WHAT THE TASK ASKS: The word "hand" may appear in lines of the data below. Say how many lines hold it, giving only the number.

DATA SECTION:
--- --- ---

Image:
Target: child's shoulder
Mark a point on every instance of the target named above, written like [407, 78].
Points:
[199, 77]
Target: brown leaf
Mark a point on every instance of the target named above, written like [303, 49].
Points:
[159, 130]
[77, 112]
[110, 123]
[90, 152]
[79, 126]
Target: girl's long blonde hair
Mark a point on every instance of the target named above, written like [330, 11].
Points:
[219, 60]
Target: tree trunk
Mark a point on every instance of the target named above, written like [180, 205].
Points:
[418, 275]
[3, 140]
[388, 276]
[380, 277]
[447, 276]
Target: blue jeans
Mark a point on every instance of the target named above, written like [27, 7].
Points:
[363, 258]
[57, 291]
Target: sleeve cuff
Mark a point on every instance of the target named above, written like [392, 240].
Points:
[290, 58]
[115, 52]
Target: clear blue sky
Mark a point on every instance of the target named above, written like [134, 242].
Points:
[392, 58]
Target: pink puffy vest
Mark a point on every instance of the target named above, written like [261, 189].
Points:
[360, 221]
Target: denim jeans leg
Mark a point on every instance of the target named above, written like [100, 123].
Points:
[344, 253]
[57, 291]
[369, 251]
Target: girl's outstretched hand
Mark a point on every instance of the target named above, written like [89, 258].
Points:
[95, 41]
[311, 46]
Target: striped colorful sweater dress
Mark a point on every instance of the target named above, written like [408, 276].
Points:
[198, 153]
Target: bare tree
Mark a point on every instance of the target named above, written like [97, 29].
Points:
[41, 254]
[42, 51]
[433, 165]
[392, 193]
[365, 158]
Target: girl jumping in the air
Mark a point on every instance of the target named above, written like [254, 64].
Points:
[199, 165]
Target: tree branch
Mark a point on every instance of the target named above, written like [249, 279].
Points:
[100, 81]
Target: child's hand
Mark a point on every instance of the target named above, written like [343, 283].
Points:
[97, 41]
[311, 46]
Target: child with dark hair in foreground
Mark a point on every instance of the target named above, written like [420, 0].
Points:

--- --- ---

ANSWER BOX: 2